(YOUR OBJECTIVE): In the listing below, copy the lines from the line with "Exercise. Mark the white" up to and including the line with "<point>329,727</point>", keeping the request as it is. Decrease every coordinate in the answer by 62.

Dataset items

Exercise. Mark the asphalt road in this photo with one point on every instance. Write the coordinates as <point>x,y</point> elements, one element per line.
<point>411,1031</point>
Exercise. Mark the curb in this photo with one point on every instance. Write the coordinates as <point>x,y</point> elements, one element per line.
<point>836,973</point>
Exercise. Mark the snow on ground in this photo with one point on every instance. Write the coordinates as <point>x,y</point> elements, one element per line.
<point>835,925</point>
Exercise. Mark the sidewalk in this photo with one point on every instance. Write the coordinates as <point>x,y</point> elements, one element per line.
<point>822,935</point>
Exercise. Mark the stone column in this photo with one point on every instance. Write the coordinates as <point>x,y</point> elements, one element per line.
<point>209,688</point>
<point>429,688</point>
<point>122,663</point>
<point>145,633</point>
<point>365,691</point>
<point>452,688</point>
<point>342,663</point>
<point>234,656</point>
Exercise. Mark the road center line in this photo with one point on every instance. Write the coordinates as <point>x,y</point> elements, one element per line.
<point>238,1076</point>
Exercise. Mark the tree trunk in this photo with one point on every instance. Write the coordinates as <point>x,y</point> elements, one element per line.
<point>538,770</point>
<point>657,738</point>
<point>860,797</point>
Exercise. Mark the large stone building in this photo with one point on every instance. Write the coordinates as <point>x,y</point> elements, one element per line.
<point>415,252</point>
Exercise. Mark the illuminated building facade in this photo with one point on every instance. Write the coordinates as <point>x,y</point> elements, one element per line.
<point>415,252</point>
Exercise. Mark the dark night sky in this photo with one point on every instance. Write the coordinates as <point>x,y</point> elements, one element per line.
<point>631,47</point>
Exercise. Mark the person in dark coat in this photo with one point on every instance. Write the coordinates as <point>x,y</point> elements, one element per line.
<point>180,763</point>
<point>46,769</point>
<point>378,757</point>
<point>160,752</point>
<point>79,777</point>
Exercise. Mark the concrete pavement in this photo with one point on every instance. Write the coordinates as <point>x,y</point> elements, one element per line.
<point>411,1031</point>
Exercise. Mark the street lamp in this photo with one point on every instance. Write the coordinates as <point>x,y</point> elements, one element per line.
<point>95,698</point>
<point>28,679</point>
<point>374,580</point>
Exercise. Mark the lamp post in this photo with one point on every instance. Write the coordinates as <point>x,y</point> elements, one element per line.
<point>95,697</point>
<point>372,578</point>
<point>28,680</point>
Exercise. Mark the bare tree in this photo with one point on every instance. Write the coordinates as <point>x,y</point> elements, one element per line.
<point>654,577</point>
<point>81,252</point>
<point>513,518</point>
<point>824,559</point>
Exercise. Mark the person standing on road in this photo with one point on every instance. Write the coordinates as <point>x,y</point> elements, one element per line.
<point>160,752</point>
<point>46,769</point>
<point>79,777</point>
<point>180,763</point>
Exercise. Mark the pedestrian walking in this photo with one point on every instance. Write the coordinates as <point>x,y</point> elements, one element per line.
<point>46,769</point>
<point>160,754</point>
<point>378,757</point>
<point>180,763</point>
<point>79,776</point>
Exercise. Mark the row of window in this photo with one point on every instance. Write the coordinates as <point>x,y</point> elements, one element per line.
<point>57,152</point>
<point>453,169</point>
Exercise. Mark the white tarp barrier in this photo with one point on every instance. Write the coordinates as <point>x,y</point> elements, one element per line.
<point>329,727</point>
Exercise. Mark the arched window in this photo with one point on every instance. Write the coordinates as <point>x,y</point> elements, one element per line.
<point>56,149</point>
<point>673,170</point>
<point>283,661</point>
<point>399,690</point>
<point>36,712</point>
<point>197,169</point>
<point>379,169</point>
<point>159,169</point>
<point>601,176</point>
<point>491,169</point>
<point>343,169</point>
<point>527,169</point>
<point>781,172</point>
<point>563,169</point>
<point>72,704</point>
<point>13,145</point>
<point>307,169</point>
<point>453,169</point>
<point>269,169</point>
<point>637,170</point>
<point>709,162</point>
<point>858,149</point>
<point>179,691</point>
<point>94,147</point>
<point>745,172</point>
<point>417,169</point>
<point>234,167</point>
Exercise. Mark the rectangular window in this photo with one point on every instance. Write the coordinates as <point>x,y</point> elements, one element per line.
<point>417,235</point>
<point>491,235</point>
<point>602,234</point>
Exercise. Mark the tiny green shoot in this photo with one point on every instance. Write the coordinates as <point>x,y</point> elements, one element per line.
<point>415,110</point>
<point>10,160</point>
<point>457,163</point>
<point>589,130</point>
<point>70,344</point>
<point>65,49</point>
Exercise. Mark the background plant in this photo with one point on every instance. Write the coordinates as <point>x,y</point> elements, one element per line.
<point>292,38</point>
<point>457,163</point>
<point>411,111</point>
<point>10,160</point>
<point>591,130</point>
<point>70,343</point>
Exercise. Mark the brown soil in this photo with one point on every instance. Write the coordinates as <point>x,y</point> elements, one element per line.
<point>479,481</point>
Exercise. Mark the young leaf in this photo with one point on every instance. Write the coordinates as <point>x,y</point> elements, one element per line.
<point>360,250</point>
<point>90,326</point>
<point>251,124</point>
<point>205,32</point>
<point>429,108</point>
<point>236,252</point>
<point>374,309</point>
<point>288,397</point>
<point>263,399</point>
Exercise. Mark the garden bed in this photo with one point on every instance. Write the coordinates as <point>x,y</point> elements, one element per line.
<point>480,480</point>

(THE ANSWER):
Exercise. Mark the white tarp barrier in this photo with one point on every instance. Write the coordinates as <point>x,y</point> elements, one element per line.
<point>267,665</point>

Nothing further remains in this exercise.